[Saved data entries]
________________________

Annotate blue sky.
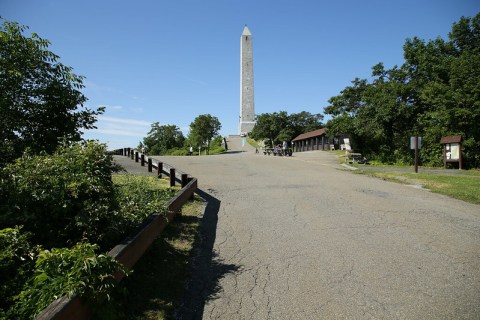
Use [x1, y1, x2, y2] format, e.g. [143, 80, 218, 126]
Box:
[2, 1, 478, 149]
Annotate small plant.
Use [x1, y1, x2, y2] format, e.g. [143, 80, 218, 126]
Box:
[12, 242, 129, 319]
[0, 226, 39, 317]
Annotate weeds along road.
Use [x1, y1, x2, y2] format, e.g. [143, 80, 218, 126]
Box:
[153, 136, 480, 319]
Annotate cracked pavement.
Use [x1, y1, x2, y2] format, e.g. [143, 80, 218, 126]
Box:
[152, 137, 480, 319]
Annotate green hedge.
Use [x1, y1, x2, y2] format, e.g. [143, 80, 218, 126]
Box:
[0, 141, 177, 318]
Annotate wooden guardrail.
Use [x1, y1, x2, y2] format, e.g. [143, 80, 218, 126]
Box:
[36, 149, 197, 320]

________________________

YOUR INSTRUCTIONS: Skip the pictures, then write out every entry exactly.

YOUR RESPONSE:
Annotate blue sky.
Use [x1, y1, x2, y2] format, e.g. [143, 80, 218, 126]
Box:
[2, 1, 478, 149]
Annotate small plant.
Use [x1, y1, x2, y2] format, e.g. [143, 80, 218, 126]
Box:
[12, 242, 129, 319]
[0, 226, 39, 317]
Annotate weeds along road.
Use [x1, y1, x2, y2] format, e.g. [143, 80, 218, 126]
Box:
[153, 136, 480, 319]
Annotate cracked pavement.
Use [x1, y1, x2, y2] format, e.g. [143, 80, 218, 126]
Box:
[152, 137, 480, 319]
Annotate green hedge.
Use [x1, y1, x2, y2] format, e.g. [143, 80, 218, 126]
Box:
[0, 141, 177, 318]
Annotate wooden guardrail.
Use [x1, y1, x2, y2] format, e.g. [143, 80, 218, 126]
Box:
[36, 149, 197, 320]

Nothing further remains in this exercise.